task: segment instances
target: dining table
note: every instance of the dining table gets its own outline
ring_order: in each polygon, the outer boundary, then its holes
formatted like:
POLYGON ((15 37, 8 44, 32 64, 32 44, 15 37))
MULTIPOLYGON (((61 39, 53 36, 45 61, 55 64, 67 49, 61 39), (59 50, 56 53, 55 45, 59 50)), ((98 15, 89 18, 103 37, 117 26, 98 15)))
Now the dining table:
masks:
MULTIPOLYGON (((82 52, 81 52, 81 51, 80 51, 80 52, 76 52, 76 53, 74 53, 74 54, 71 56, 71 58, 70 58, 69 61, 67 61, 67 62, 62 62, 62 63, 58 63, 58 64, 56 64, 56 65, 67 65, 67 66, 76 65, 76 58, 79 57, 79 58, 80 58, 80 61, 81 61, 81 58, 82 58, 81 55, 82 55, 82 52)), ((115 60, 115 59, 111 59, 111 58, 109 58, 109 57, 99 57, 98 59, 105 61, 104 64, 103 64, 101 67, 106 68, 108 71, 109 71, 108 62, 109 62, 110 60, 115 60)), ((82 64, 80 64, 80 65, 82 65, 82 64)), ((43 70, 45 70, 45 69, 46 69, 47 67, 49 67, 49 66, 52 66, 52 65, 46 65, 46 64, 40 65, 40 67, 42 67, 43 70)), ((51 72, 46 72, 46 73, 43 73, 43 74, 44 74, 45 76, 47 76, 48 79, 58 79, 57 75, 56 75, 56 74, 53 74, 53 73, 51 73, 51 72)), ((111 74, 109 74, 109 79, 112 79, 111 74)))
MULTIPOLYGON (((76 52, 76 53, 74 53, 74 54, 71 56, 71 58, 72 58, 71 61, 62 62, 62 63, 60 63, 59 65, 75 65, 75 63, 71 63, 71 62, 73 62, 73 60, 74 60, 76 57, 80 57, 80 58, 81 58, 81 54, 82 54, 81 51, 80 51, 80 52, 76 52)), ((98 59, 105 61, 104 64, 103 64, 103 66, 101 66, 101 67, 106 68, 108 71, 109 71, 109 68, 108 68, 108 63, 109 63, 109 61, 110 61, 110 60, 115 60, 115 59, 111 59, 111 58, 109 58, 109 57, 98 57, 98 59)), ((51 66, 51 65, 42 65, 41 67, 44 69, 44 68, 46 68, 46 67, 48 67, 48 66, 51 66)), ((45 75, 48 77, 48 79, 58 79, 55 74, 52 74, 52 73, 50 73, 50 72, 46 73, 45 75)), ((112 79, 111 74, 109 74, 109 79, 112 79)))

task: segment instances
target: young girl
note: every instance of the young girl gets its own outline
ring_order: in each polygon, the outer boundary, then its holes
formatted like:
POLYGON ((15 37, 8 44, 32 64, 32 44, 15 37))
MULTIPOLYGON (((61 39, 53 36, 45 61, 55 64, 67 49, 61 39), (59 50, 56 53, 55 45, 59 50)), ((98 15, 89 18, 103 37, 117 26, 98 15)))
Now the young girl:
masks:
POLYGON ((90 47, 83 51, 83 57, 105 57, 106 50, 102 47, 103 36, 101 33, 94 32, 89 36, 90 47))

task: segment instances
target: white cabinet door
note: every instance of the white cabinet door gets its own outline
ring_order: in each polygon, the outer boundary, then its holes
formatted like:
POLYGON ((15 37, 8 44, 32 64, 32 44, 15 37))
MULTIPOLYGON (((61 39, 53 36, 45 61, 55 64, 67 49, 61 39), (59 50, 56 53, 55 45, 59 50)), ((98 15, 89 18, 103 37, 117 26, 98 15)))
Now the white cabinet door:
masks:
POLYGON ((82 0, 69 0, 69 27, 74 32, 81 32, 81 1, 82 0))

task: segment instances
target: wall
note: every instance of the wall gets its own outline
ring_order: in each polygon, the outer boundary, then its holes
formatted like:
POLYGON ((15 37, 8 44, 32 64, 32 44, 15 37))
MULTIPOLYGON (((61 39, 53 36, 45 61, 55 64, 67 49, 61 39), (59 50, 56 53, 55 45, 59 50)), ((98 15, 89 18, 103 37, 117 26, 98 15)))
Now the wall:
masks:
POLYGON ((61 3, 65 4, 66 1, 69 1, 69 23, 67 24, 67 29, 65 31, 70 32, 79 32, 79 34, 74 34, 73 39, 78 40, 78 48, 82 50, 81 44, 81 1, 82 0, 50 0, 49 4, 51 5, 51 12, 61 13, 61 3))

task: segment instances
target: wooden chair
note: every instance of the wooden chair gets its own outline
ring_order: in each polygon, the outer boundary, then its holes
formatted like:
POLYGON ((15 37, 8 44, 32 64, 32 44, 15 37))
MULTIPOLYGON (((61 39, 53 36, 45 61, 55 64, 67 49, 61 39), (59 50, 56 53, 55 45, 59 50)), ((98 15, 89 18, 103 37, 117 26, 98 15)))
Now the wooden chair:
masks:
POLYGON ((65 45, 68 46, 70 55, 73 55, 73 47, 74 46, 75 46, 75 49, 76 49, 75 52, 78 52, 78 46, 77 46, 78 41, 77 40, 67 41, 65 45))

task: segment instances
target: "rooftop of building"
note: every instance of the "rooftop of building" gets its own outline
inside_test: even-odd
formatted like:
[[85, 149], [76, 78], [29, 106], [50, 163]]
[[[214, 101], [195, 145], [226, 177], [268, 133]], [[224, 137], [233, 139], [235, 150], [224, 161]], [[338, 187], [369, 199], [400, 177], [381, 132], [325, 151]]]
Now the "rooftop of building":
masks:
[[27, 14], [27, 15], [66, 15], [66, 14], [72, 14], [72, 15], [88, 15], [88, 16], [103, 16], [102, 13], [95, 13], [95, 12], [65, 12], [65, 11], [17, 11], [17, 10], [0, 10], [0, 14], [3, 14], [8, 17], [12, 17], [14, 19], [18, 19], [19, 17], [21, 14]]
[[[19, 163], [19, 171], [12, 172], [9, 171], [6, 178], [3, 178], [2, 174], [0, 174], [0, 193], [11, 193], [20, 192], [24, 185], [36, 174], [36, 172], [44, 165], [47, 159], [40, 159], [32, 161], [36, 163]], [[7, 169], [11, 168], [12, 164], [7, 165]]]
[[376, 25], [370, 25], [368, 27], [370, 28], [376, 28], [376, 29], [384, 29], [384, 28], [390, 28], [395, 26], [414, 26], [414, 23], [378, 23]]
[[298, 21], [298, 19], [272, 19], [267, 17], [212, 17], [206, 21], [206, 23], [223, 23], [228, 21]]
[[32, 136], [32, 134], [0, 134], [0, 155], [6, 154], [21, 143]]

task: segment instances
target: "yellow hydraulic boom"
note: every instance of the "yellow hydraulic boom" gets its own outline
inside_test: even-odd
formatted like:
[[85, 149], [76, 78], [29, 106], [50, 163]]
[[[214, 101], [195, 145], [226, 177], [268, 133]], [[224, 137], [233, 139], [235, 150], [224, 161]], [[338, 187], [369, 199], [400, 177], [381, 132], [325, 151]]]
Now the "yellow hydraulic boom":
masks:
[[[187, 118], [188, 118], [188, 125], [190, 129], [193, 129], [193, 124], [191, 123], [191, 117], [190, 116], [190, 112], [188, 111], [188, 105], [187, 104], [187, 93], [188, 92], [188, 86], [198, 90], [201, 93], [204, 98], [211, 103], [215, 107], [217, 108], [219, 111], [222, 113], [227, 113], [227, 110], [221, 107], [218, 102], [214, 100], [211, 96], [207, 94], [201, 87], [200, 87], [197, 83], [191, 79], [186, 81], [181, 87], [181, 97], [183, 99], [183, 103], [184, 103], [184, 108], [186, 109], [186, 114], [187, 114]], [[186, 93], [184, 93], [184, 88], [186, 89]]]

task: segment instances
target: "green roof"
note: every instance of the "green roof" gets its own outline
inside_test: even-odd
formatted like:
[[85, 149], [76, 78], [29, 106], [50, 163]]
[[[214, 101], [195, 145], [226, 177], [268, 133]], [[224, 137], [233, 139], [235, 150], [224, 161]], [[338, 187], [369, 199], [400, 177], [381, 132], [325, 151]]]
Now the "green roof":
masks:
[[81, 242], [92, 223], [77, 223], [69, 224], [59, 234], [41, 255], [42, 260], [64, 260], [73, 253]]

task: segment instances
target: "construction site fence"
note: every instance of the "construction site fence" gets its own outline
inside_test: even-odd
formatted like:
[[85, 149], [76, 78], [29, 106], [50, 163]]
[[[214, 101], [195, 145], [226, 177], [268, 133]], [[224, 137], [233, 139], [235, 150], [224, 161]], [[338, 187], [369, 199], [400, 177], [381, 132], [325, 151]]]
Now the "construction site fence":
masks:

□ □ □ □ □

◆ **What you have to do**: Output the items from the start through the line containing "MULTIPOLYGON (((82 52, 81", inclusive, as a Markdown table with the columns Row and Line, where Row numbers each line and blank lines are omitted.

◆ **Correct output**:
| Row | Line |
|---|---|
| 1 | task: segment instances |
| 2 | target: dining table |
| 3 | note: every instance of the dining table gets its own outline |
| 4 | ring_order: in each polygon, the outer boundary, then its holes |
| 5 | formatted like: |
| 6 | POLYGON ((15 37, 8 44, 32 64, 32 44, 15 37)) |
| 7 | MULTIPOLYGON (((61 39, 53 36, 45 61, 55 64, 67 49, 61 39), (59 50, 56 53, 55 45, 59 50)), ((98 15, 89 18, 103 37, 117 26, 98 15))) |
| 8 | Now the dining table: |
| 9 | masks: |
| 10 | MULTIPOLYGON (((82 52, 81 52, 81 51, 80 51, 80 52, 76 52, 76 53, 74 53, 74 54, 71 56, 71 58, 70 58, 69 61, 67 61, 67 62, 62 62, 62 63, 58 63, 58 64, 56 64, 56 65, 67 65, 67 66, 76 65, 76 58, 79 57, 79 58, 80 58, 80 61, 81 61, 81 58, 82 58, 81 55, 82 55, 82 52)), ((115 60, 115 59, 111 59, 111 58, 109 58, 109 57, 99 57, 98 59, 105 61, 104 64, 103 64, 101 67, 106 68, 108 71, 109 71, 108 62, 109 62, 110 60, 115 60)), ((82 64, 80 64, 80 65, 82 65, 82 64)), ((43 70, 45 70, 45 69, 46 69, 47 67, 49 67, 49 66, 52 66, 52 65, 46 65, 46 64, 40 65, 40 67, 42 67, 43 70)), ((51 72, 46 72, 46 73, 43 73, 43 74, 44 74, 45 76, 47 76, 48 79, 58 79, 57 75, 56 75, 56 74, 53 74, 53 73, 51 73, 51 72)), ((111 74, 109 74, 109 79, 112 79, 111 74))) |